Point annotation records
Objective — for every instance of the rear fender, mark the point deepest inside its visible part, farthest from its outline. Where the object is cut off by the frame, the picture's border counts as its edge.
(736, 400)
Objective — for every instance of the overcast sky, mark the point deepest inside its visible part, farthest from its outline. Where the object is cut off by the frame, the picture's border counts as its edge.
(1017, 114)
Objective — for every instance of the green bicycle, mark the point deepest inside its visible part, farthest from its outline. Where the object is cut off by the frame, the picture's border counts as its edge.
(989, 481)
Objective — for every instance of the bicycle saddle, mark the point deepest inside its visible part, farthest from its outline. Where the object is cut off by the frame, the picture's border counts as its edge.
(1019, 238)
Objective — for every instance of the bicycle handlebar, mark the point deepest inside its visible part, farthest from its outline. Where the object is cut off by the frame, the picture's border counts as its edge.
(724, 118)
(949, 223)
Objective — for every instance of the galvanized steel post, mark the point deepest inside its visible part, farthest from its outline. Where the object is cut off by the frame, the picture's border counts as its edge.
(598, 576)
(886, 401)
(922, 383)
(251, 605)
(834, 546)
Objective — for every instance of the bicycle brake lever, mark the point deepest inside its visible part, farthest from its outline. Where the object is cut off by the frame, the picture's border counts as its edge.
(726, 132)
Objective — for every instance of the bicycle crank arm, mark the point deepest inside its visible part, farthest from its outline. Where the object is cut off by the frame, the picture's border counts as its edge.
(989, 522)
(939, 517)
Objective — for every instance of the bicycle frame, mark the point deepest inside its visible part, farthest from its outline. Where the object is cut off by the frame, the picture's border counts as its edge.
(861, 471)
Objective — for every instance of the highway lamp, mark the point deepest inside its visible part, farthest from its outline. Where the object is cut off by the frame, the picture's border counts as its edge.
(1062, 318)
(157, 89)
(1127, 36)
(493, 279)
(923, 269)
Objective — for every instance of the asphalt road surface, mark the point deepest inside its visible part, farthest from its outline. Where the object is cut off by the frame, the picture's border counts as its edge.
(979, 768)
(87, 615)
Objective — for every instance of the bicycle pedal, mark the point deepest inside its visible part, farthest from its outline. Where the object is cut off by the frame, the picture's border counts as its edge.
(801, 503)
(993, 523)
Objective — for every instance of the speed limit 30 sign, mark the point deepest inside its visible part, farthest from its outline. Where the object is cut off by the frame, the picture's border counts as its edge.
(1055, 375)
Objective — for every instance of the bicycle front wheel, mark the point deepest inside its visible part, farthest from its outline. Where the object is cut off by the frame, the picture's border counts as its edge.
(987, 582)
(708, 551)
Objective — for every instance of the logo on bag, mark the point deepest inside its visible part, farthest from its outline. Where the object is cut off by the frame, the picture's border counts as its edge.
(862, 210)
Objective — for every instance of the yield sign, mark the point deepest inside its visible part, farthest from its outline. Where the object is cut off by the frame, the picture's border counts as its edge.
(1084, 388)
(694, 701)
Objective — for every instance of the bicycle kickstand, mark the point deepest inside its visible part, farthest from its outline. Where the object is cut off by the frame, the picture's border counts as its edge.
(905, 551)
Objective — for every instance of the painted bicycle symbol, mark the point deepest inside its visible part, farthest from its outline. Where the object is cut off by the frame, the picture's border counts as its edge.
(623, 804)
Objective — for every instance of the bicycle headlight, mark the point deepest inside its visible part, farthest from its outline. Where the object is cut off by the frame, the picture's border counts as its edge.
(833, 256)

...

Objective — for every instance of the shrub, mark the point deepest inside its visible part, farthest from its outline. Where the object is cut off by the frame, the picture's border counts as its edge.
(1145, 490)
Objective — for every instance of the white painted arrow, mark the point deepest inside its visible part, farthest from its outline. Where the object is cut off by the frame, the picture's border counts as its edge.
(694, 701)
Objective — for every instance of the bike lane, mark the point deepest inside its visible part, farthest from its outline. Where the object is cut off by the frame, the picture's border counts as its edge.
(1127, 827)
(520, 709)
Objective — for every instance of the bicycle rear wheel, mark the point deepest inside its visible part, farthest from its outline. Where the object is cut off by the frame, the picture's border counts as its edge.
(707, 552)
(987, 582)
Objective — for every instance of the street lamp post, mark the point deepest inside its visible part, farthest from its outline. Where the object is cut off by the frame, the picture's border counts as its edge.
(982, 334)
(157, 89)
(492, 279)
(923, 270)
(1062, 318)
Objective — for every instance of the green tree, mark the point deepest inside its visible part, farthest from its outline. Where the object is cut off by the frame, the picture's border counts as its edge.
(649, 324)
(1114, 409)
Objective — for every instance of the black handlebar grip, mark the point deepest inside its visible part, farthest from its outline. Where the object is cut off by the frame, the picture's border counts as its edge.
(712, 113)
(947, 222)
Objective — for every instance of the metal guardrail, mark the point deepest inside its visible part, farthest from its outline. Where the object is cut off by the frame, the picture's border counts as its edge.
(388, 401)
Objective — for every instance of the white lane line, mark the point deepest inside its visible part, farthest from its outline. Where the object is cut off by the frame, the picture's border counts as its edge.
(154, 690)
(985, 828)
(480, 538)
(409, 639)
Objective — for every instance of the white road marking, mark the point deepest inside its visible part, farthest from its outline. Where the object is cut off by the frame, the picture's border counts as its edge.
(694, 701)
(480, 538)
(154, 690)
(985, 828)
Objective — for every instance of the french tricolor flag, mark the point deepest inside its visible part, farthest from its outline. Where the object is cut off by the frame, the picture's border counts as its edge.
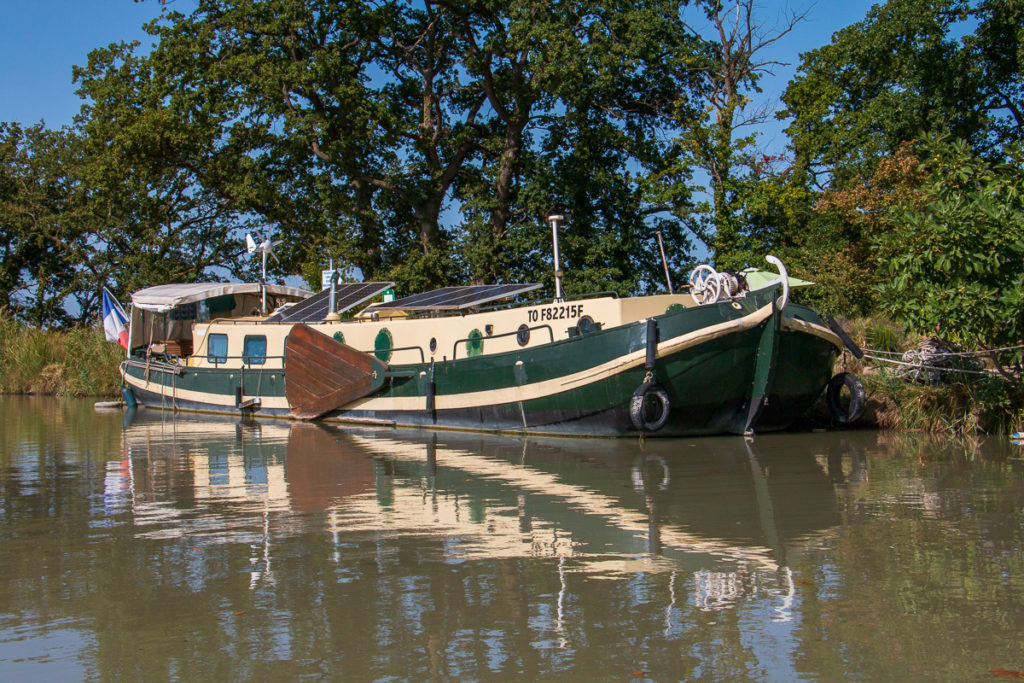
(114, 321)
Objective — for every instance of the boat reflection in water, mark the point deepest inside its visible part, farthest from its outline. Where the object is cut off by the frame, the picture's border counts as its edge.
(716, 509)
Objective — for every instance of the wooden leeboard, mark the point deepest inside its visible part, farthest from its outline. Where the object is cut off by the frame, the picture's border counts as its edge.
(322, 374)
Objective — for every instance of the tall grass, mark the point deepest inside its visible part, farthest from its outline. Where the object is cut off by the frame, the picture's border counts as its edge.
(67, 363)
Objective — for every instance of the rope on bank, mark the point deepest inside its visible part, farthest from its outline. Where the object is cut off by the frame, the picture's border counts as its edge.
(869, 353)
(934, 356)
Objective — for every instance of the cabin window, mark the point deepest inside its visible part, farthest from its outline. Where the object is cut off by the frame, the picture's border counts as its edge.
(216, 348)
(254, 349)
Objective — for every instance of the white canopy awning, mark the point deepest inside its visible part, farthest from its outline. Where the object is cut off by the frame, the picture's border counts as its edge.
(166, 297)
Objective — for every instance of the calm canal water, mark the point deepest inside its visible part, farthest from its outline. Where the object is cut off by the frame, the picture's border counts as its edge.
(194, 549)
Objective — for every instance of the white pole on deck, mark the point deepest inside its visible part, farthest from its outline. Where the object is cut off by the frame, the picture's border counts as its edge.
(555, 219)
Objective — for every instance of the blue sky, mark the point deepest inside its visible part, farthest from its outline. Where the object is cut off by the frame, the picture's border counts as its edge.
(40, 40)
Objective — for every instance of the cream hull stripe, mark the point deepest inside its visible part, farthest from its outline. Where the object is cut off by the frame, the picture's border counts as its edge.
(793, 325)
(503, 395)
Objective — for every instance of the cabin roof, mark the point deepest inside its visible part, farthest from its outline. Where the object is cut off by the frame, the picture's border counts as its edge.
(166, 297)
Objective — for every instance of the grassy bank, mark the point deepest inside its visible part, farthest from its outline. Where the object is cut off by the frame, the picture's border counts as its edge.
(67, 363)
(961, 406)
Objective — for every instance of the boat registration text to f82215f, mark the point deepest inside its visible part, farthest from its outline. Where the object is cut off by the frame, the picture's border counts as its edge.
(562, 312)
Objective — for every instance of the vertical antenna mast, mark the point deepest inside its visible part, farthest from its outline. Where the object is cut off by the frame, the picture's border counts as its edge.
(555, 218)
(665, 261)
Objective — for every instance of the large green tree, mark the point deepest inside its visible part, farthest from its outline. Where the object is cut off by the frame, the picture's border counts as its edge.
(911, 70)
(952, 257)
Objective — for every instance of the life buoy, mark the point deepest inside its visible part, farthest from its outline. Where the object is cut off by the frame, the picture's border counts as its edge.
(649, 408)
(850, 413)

--

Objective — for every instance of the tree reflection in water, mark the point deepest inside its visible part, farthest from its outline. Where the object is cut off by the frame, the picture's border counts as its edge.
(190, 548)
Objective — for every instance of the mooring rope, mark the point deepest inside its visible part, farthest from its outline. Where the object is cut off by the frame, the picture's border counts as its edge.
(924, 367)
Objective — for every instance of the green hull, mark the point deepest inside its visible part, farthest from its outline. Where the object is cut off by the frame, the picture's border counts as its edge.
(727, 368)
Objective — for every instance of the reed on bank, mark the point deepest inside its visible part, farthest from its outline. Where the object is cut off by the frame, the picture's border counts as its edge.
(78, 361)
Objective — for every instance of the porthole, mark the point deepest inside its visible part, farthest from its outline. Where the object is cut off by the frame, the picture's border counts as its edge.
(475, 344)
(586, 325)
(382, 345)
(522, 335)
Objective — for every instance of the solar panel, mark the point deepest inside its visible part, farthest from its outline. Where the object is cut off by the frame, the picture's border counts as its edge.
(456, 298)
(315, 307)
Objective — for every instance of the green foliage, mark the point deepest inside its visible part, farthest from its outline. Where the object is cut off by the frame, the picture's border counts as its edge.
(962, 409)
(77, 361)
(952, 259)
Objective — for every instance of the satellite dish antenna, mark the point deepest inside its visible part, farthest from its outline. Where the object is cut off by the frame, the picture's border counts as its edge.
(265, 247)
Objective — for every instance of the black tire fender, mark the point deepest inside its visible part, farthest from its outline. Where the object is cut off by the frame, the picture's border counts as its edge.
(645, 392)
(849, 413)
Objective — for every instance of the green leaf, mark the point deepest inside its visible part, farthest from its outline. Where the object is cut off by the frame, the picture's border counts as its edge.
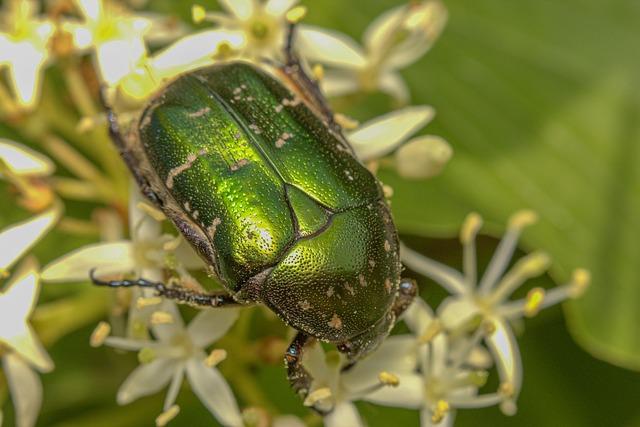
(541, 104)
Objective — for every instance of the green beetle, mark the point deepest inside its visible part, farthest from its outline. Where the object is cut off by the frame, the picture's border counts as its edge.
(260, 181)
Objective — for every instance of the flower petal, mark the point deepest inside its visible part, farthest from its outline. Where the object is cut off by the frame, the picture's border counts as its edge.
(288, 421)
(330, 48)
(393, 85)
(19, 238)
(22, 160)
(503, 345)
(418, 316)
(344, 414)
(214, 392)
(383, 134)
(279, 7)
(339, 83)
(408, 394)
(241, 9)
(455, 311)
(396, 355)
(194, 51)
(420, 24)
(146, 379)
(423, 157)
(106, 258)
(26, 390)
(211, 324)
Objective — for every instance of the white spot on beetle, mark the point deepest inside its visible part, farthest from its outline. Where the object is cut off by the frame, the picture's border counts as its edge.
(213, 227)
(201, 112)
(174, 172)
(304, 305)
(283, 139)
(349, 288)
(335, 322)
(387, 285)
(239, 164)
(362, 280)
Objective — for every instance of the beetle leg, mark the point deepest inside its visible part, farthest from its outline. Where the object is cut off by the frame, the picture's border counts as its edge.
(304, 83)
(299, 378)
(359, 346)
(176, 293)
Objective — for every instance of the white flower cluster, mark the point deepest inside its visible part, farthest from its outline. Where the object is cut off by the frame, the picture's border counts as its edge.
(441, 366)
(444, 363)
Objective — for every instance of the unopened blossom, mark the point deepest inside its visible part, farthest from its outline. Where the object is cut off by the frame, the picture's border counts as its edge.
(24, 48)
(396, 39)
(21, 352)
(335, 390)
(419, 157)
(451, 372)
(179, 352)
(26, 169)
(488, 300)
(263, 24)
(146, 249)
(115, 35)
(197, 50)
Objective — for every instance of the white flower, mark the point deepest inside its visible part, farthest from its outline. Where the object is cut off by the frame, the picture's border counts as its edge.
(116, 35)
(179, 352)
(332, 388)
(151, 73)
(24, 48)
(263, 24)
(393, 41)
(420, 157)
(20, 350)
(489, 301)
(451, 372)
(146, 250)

Problem description | Tally the lines of the items above that contain the word "bank", and give only that number.

Solved problem | 3